----- Data supplied

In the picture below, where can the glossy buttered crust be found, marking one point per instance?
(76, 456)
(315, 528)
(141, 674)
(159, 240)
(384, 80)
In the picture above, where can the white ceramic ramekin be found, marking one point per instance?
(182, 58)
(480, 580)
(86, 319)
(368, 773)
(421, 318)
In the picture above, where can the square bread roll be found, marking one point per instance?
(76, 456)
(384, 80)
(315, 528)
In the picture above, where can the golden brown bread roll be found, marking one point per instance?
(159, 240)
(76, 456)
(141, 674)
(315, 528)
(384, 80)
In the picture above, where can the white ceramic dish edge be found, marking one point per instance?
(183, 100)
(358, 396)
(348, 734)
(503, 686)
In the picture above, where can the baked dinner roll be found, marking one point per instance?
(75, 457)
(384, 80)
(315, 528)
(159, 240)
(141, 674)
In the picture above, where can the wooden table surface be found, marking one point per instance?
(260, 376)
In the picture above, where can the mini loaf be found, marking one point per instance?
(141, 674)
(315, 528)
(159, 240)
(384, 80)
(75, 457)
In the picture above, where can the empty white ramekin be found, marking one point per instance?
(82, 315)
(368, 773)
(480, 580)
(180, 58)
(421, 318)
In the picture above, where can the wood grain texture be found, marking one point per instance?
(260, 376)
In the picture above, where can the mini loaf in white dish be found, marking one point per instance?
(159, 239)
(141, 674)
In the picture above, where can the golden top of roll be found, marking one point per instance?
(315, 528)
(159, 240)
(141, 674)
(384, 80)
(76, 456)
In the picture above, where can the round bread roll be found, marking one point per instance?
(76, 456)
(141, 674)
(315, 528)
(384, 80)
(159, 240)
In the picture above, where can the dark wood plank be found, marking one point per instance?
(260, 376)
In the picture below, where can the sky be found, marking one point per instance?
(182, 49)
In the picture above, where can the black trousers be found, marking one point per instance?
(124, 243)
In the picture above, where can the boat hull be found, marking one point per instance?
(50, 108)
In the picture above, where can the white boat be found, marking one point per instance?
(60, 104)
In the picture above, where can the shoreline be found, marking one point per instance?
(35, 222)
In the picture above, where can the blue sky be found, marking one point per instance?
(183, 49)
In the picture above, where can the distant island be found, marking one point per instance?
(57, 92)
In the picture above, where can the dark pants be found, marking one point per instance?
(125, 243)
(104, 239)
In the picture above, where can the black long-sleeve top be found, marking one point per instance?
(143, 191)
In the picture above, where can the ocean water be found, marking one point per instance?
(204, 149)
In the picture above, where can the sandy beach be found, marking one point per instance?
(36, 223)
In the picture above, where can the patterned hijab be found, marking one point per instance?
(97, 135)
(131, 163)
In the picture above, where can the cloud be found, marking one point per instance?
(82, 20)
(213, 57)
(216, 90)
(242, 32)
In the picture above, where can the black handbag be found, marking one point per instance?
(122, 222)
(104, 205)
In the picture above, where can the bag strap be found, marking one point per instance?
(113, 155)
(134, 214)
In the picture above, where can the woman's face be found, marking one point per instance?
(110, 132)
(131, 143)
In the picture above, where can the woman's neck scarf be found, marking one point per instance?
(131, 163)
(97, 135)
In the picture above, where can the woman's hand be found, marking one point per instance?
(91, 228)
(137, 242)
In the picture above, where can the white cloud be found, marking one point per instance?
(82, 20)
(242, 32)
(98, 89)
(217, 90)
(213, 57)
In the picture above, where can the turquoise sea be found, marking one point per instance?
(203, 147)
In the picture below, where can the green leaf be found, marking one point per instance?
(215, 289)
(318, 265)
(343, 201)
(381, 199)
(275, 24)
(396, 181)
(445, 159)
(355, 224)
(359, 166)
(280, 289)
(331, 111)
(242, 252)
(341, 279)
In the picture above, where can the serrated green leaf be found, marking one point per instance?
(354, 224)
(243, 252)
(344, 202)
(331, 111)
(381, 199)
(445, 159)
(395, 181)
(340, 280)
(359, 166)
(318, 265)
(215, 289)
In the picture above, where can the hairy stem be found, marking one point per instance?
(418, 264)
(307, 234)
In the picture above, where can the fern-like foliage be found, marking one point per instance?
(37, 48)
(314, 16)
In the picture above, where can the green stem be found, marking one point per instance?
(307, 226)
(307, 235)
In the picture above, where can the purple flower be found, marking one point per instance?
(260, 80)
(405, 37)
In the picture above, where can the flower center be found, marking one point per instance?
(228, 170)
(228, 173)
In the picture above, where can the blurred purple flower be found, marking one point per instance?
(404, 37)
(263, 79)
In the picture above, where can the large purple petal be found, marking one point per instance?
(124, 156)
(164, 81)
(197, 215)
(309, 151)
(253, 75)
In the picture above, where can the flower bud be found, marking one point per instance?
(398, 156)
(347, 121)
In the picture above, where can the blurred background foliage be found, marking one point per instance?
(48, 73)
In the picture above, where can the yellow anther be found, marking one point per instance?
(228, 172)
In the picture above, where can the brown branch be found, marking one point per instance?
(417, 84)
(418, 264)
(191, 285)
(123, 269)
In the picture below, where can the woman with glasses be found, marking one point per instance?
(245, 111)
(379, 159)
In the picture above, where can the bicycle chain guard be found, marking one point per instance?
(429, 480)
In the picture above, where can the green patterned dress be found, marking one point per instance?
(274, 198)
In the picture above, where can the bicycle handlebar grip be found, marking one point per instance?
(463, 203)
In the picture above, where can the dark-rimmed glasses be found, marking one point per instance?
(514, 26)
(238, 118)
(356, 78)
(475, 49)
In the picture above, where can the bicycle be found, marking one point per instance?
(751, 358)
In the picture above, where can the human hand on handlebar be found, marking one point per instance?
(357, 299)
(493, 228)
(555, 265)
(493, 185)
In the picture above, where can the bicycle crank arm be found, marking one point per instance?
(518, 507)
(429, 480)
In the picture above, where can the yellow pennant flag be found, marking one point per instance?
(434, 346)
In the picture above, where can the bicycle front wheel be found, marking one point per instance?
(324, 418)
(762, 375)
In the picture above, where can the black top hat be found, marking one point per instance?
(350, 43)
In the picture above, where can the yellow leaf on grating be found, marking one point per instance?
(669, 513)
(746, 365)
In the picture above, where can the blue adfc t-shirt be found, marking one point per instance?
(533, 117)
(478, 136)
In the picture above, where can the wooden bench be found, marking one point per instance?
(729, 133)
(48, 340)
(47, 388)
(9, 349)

----------

# Direction
Take the entries and copy them out exactly.

# Task response
In the picture below, where can the glossy buttered crust be found, marking one point per instance?
(76, 456)
(315, 528)
(141, 674)
(159, 240)
(384, 80)
In the picture above, where can the white ceramic ramekin be found, marking one point per instance?
(182, 58)
(480, 580)
(86, 319)
(368, 773)
(421, 318)
In the picture above, where can the square bread roll be found, marking one point per instance?
(76, 456)
(384, 80)
(315, 528)
In the picture above, where can the golden brown bread roll be found, marking one point per instance?
(159, 240)
(76, 456)
(141, 674)
(315, 528)
(384, 80)
In the picture above, where can the white ceramic dish edge be found, marking one point per instance?
(183, 100)
(358, 396)
(348, 734)
(503, 686)
In the picture above, where can the baked dinner roll be found, marking one point per instance?
(75, 457)
(384, 80)
(315, 528)
(159, 240)
(141, 674)
In the picture above, where can the wooden table surface be found, marking one point per instance?
(260, 376)
In the picture above, where can the mini loaf be found, marking one point per instance?
(141, 674)
(315, 528)
(159, 240)
(384, 80)
(75, 457)
In the picture above, where can the empty white ramekin be found, marking one point per instance?
(82, 315)
(368, 773)
(480, 580)
(180, 58)
(421, 318)
In the picture above, where can the wood grain texture be found, marking one point per instance?
(260, 376)
In the picture above, where can the mini loaf in white dish be found, marking one point per instance?
(159, 239)
(141, 674)
In the picture above, where can the golden top of roll be found, marking one point per instance?
(315, 528)
(159, 240)
(141, 674)
(384, 80)
(76, 456)
In the picture above, where can the round bread roll be found, marking one point per instance?
(76, 456)
(141, 674)
(315, 528)
(384, 80)
(159, 240)
In the picture above, where can the dark wood plank be found, marking one point per instance?
(260, 376)
In the picture below, where can the sky be found, marking one point per instance?
(182, 49)
In the picture above, where can the black trousers be found, marking one point per instance?
(124, 243)
In the picture above, where can the boat hull be found, marking one point per instance?
(50, 108)
In the picture above, where can the white boat be found, marking one point per instance?
(60, 104)
In the picture above, where can the shoreline be found, marking one point per instance?
(35, 222)
In the picture above, where can the blue sky be found, marking one point per instance?
(183, 49)
In the picture above, where can the distant island be found, marking one point per instance?
(57, 92)
In the picture above, where can the dark pants be found, marking one point per instance?
(125, 243)
(104, 239)
In the picture above, where can the black long-sleeve top be found, marking one point per instance?
(143, 191)
In the picture above, where can the ocean water be found, marking one point per instance?
(204, 149)
In the picture above, where can the sandy beach be found, marking one point per instance?
(36, 223)
In the picture above, where can the patterned hijab be found, marking one point per instance?
(97, 135)
(131, 163)
In the picture above, where can the cloud be found, marking one point per instance?
(82, 20)
(213, 57)
(216, 90)
(242, 32)
In the picture above, where can the black handbag be found, marking one point per instance?
(122, 222)
(104, 205)
In the picture above, where can the bag strap be found, marking one point per instance?
(113, 155)
(134, 214)
In the picture above, where can the woman's face be found, marking one point per instance?
(110, 132)
(131, 143)
In the picture above, where can the woman's neck scarf be found, marking one point per instance?
(131, 163)
(97, 135)
In the picture above, where can the woman's hand be found, marking one point per instance?
(91, 228)
(137, 242)
In the picture above, where can the white cloud be found, marking one point per instance?
(82, 20)
(242, 32)
(98, 89)
(217, 90)
(213, 57)
In the picture above, where can the turquoise sea be found, marking one point per instance?
(203, 147)
In the picture below, where can the green leaf be found, marking one point per instance?
(215, 289)
(318, 265)
(343, 201)
(381, 199)
(275, 24)
(396, 181)
(445, 159)
(355, 224)
(359, 166)
(280, 289)
(331, 111)
(242, 252)
(341, 279)
In the picture above, where can the serrated green leaf be found, marking one point per instance?
(354, 224)
(243, 252)
(344, 202)
(331, 111)
(381, 199)
(445, 159)
(395, 181)
(340, 280)
(359, 166)
(318, 265)
(215, 289)
In the picture above, where can the hairy stem be found, marking one point per instance?
(418, 264)
(307, 234)
In the picture above, where can the fern-like foliage be found, marking one point per instance?
(37, 48)
(314, 16)
In the picture above, where can the green stem be found, marking one point per instance?
(307, 226)
(307, 235)
In the picture above, where can the purple flower be found, marking one point per instance?
(260, 80)
(405, 37)
In the picture above, where can the flower center be found, marking one point per instance?
(228, 170)
(228, 173)
In the picture above, where can the blurred purple flower be found, marking one point per instance?
(404, 37)
(263, 79)
In the picture above, where can the large purple petal be found, marking one point per instance?
(124, 156)
(164, 81)
(197, 215)
(309, 151)
(253, 75)
In the picture above, where can the flower bud be found, marking one point per instance?
(398, 156)
(347, 121)
In the picture above, where can the blurred background foliage be found, marking one point per instance?
(48, 73)
In the picture above, where can the yellow anther be found, marking one point per instance?
(228, 172)
In the picture above, where can the brown branch be found, marking one point per instance?
(417, 84)
(418, 264)
(191, 285)
(123, 269)
In the picture below, where can the woman with glasses be found, marking one point per instance?
(245, 111)
(379, 159)
In the picture above, where can the bicycle chain guard be found, marking one point per instance?
(429, 480)
In the picture above, where can the green patterned dress be found, marking one point per instance?
(274, 198)
In the picture above, where can the bicycle handlebar grip be found, marking one point per instance?
(463, 203)
In the picture above, where can the dark-rimmed glasses be found, marking one point per instance?
(514, 26)
(238, 118)
(356, 78)
(475, 49)
In the picture above, where can the bicycle be found, marking one point per instance?
(751, 358)
In the picture above, where can the human hand on handlebar be found, marking one point per instance?
(357, 299)
(493, 228)
(555, 265)
(493, 185)
In the picture above, where can the bicycle crank arm be found, marking one point per instance?
(518, 507)
(429, 480)
In the picture above, where can the yellow pennant flag be found, marking one point per instance?
(434, 346)
In the picture above, where can the bicycle front wheel be found, marking one point per instance?
(324, 418)
(762, 375)
In the picture above, where can the black top hat be found, marking one point per instance?
(350, 43)
In the picture above, where can the yellow leaf on grating be found, marking one point per instance?
(669, 513)
(746, 365)
In the picture above, where can the blue adfc t-shirt be found, marking one point per instance?
(533, 117)
(478, 136)
In the picture above, where can the wooden bench be found, marking one point per instance?
(729, 133)
(48, 340)
(47, 388)
(9, 349)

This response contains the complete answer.